| Page excerpt |
■ ■ ■
And the yard is hopeful that stat notches a few percentage points higher with Saltonstall who returns to the scene of the crime last year in Tuesday’s Premier Mile Handicap 7.40pm when well punted for then trainer Mick Halford, before finishing down the field.

Now running in the colours of the UK-based Dooleys (James, David & Mark) and the O’Sullivan Partnership of influential yard sponsor Bart and his son James, his most recent run was a close-up fourth at the Curragh on Irish Derby weekend. His  trainer seems hopeful, to say the least.

“I think he’ll run a big, big race this year,” McGuinness said. He has to prove he handles the hustle and bustle of a race like that at Galway – but I think he will. He’s a very high-class horse and is rated about 14lbs lower than his run there 12 months ago.

To make sure they yard gets a second bite at the cherry, Saltonstall has been entered in the £100k 7f handicap on Sunday 3.55pm, along with Aussie Valentine who was fourth in the mile race last year, Sirjack Thomas and Master Speaker.

“I’ll be like Aidan (O’Brien),” McGuinness says.

I could have five or six runners in that 7f race on the final day.

Next week is all about the seven-day Festival where former stable stalwarts Beau Satchel and Beau Micheal (the only horse to have won a Chase, Hurdle and Flat race in the space of three weeks) have set the standard for the rest of the yard to live up to during race week.

But for the rest of the year, the goals are to beat last year’s tally, win Premier Handicaps and ideally, get some ‘black type’ with one of this season’s winners.

As McGuinness says: “When you train winners, you just want to train more winners. That’s the way it is in this game.”
■ ■ ■
| Material provided |
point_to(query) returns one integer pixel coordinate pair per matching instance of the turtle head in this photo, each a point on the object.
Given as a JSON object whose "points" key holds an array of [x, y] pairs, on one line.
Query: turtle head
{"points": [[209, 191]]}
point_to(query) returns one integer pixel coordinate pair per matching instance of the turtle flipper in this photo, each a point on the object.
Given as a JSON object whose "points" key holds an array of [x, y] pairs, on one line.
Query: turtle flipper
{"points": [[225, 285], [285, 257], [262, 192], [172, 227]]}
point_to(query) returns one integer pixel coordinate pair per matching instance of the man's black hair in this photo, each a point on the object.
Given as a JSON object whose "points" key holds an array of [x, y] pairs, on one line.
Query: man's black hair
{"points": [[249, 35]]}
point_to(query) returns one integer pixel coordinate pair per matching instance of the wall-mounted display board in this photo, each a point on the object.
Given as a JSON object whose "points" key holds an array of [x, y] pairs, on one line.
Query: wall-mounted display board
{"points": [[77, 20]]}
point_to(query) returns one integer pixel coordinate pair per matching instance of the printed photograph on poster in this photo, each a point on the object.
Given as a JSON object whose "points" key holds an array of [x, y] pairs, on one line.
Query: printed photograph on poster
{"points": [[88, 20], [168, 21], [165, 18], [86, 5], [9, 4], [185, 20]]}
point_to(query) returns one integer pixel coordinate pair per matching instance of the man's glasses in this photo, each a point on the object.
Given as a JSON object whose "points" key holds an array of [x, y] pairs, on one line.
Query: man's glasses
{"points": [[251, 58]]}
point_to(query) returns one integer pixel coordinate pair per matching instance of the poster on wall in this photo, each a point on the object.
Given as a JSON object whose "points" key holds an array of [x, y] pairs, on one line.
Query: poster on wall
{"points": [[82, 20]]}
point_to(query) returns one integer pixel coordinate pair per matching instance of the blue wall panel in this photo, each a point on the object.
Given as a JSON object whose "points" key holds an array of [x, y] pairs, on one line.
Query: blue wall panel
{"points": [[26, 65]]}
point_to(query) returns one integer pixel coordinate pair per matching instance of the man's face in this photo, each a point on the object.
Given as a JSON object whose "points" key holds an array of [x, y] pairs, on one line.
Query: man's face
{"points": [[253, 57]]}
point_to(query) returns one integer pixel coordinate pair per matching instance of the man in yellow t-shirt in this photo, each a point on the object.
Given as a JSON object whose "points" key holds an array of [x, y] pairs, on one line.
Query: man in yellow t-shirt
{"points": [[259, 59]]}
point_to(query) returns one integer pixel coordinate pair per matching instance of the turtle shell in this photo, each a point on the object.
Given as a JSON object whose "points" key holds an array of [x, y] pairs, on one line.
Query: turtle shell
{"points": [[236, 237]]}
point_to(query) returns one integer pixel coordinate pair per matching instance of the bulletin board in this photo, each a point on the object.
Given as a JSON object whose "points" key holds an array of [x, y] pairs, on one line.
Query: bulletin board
■ ■ ■
| The exercise |
Extract the passage of the racing article from "Now running in" to "12 months ago.", copying it word for word. The data isn't needed for this work.

| Answer below |
Now running in the colours of the UK-based Dooleys (James, David & Mark) and the O’Sullivan Partnership of influential yard sponsor Bart and his son James, his most recent run was a close-up fourth at the Curragh on Irish Derby weekend. His  trainer seems hopeful, to say the least.

“I think he’ll run a big, big race this year,” McGuinness said. He has to prove he handles the hustle and bustle of a race like that at Galway – but I think he will. He’s a very high-class horse and is rated about 14lbs lower than his run there 12 months ago.